### The input
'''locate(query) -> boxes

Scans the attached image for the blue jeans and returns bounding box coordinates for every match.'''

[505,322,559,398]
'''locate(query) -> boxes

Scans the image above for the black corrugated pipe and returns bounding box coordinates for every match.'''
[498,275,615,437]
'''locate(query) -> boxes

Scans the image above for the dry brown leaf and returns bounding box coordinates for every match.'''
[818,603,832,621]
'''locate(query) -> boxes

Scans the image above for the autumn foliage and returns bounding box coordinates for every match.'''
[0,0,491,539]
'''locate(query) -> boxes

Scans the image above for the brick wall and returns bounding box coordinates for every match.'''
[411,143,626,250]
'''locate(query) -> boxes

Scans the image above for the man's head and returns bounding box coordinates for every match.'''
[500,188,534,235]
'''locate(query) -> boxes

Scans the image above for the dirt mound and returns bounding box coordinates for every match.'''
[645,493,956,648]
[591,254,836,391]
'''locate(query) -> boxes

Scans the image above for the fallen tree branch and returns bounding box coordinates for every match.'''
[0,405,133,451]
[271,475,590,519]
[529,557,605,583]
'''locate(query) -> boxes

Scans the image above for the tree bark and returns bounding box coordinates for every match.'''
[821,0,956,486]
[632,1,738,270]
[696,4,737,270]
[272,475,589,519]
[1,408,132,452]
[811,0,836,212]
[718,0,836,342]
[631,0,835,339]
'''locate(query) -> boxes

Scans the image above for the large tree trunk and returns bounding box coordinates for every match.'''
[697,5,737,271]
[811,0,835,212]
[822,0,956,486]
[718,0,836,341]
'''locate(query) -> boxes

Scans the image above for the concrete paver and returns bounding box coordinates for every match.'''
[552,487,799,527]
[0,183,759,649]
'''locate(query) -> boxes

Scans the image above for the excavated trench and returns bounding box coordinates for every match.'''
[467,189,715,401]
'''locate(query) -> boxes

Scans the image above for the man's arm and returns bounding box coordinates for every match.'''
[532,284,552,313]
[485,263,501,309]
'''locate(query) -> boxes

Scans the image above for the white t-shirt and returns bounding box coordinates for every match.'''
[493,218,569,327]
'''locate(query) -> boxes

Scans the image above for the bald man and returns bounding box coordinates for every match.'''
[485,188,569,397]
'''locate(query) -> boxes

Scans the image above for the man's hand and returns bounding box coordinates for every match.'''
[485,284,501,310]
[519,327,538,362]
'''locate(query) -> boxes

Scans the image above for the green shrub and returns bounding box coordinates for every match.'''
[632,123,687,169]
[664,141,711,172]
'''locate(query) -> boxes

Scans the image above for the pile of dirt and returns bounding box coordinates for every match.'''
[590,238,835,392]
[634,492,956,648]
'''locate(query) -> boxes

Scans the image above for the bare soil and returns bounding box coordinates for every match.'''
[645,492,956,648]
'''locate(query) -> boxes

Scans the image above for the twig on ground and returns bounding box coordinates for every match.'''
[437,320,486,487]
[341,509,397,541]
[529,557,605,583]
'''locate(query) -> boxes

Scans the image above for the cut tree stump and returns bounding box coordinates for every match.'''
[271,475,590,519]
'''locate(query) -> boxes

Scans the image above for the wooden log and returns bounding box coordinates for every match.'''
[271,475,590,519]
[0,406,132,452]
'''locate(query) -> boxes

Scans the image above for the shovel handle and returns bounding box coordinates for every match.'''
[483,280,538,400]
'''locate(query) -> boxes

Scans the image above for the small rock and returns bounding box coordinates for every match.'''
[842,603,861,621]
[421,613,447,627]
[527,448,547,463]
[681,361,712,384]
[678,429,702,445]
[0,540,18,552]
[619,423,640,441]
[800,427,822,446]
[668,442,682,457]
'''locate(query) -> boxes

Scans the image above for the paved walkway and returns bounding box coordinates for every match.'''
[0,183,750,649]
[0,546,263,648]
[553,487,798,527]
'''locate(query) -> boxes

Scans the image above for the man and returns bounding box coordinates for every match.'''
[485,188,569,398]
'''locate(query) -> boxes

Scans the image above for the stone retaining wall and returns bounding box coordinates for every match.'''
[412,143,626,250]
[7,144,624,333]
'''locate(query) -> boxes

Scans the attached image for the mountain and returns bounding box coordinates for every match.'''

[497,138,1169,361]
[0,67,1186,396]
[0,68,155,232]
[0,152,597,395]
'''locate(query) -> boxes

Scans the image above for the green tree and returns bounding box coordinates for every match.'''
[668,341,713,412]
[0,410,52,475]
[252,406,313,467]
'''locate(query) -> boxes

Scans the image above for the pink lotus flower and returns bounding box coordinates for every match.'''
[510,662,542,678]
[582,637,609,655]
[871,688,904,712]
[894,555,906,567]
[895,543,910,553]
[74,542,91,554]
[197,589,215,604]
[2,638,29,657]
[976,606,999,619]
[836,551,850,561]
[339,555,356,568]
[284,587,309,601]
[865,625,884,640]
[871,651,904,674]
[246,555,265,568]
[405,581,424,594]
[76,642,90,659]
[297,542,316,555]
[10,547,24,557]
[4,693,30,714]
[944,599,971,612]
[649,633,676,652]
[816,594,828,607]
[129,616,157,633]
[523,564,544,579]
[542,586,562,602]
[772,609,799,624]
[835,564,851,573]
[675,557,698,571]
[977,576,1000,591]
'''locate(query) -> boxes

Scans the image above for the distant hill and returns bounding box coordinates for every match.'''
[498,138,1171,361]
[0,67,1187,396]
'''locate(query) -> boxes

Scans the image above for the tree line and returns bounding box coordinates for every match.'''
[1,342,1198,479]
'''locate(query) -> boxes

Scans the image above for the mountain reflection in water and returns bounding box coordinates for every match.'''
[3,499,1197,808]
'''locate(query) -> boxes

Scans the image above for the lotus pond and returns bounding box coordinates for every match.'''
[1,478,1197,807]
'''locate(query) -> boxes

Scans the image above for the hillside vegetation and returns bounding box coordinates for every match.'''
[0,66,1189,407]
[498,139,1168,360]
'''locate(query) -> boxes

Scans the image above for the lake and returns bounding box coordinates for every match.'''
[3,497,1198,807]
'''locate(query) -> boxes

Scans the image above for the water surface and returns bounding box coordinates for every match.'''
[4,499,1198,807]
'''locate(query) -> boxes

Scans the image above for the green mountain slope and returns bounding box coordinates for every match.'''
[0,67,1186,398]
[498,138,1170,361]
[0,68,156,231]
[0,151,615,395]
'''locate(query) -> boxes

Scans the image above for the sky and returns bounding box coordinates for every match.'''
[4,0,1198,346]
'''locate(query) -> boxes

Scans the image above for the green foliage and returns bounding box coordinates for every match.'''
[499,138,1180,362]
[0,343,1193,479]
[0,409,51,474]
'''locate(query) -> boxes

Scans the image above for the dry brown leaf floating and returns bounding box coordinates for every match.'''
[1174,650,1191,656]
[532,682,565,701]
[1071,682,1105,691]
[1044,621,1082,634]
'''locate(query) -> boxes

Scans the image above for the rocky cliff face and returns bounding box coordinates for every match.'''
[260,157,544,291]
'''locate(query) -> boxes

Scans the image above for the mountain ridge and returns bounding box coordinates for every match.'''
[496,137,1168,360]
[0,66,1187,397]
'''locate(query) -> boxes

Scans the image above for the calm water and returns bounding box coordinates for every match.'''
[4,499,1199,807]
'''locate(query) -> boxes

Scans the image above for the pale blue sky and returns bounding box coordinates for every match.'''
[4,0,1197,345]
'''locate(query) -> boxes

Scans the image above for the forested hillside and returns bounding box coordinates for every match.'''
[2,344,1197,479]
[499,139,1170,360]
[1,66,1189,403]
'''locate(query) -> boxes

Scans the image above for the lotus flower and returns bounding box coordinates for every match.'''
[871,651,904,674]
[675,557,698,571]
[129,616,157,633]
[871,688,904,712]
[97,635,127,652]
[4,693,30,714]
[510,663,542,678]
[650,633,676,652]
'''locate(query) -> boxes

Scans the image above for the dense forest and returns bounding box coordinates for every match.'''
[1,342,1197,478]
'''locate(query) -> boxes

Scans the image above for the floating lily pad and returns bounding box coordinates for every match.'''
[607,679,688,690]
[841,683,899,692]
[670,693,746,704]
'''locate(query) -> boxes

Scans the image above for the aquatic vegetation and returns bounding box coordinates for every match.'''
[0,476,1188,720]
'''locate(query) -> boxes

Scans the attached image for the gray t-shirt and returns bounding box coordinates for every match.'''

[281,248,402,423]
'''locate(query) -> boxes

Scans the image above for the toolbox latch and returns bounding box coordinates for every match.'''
######
Reproduce exactly the stretch of lines that starts at the one containing "Scans the image above for the rocky" and ends with the final line of the data, including both ends and nothing more.

Scans the image above for the rocky cliff face and returns bounding box coordinates for every match.'''
[260,157,544,291]
'''locate(query) -> boxes

Scans the image above for the mountain ridge and returns bounding box coordinates for every match.'''
[496,137,1168,360]
[0,66,1187,397]
'''locate(query) -> boxes

Scans the image above for the calm water and returns bounding box coordinates for every match.'''
[4,499,1199,807]
'''locate(query) -> boxes

Scans the image above for the pale blue sky and returns bounding box coordinates for every match.'''
[4,0,1197,345]
'''locate(query) -> boxes

Scans the image above for the forested hillside and returns bounding box coordinates for every match.'''
[2,344,1197,479]
[499,139,1170,360]
[1,66,1189,403]
'''locate(query) -> boxes

Scans the image above for the lotus flower and returns bounding box coordinates for every match.'''
[871,651,904,674]
[675,557,698,571]
[129,616,157,633]
[871,688,904,712]
[97,635,127,652]
[4,693,30,714]
[510,663,542,678]
[650,633,676,652]
'''locate(query) -> boxes

Scans the image above for the dense forest and returns bounding box coordinates for every match.'''
[1,342,1197,478]
'''locate(query) -> boxes

Scans the image above for the floating lily pad and returns bounding box coordinates for every match.'''
[607,679,688,690]
[841,683,899,692]
[670,693,746,704]
'''locate(query) -> boxes

Scans the image above for the aquatic vegetation and returns bounding box coordinates for every match.'''
[0,476,1188,720]
'''locate(query) -> boxes

Scans the attached image for the gray t-shirt and returns bounding box coordinates for every match.'''

[281,248,402,423]
'''locate(query) -> boxes

Scans the image above for the toolbox latch and returns bounding box coordinates for every match.'''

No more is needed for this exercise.